#### [O que fazer]
Traduza para o inglês esta frase do trecho sobre a eleição de Collor: «Nelson Rodrigues já alertava que “o grande acontecimento do século foi a ascensão espantosa e fulminante do idiota”.»

[Trecho da página]

Enquanto isso, Lula, seu antagonista, era o sapo barbudo sindicalista. O pobre sem modos, o cachaceiro barrigudo que tinha dificuldades em se expressar com as concordâncias da língua portuguesa. Curioso lembrar que em 1989 Lula já era temido pelas elites brasileiras e pobres de direita como a “ameaça comunista”, pois na direita brasileira as ideias de ontem são as mesmas de amanhã.

Com a auxílio da Rede Globo na edição criminosa do último debate presidencial e com o apoio do alto empresariado, Collor foi eleito. 

Antes dele, o último presidente eleito pelo voto popular antes da Ditadura foi Jânio Quadros, provando que o brasileiro tem desde sempre a estranha mania de eleger políticos caricatos que o façam de trouxa. Nelson Rodrigues já alertava que “o grande acontecimento do século foi a ascensão espantosa e fulminante do idiota”.

[/Trecho da página]
[Conteúdo dos dados]

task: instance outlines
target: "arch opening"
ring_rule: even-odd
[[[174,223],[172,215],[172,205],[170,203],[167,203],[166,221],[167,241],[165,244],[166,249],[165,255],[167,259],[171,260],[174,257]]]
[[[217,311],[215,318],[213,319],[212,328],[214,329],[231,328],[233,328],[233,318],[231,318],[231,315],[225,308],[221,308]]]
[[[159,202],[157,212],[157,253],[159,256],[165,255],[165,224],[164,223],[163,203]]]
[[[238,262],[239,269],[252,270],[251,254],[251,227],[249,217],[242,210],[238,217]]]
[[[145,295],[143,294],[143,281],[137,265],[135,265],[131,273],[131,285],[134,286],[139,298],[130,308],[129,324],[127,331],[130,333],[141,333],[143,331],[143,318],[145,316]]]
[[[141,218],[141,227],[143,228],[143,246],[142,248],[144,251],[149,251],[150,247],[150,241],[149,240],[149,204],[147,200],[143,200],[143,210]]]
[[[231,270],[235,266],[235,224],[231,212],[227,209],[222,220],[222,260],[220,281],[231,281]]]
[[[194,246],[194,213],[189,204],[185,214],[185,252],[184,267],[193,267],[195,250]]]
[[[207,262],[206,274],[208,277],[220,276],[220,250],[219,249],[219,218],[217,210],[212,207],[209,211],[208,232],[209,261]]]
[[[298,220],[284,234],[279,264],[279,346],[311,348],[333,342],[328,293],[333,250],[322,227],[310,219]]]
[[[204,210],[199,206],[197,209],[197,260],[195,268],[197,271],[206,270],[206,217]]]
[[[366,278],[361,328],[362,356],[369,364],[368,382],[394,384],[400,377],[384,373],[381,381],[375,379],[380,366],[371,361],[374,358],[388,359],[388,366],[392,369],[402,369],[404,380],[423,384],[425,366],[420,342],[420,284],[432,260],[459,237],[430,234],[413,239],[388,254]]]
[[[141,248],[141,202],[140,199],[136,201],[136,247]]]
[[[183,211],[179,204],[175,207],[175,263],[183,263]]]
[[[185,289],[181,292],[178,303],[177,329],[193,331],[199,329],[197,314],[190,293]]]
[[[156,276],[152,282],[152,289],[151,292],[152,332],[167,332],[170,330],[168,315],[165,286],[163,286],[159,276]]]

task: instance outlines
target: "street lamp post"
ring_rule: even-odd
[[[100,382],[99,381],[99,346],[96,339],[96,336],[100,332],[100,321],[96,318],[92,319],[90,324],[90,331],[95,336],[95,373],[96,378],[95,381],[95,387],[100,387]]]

[/Conteúdo dos dados]

#### [Resposta esperada]
Nelson Rodrigues had already warned that “the great event of the century was the astonishing and overwhelming rise of the idiot.”